TASK INSTRUCTIONS: Line by line, restate the listing below without any change.

MATERIAL FOR THIS TASK:
⟨

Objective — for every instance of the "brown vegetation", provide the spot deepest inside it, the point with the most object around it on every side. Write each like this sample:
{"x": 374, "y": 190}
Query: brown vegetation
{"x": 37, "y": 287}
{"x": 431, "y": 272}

⟩

ANSWER TO THE PROBLEM:
Objective — for every instance of the "brown vegetation", provide the spot deepest inside it, the point with the most object around it on every side. Write each like this sample:
{"x": 374, "y": 190}
Query: brown vegetation
{"x": 37, "y": 287}
{"x": 431, "y": 272}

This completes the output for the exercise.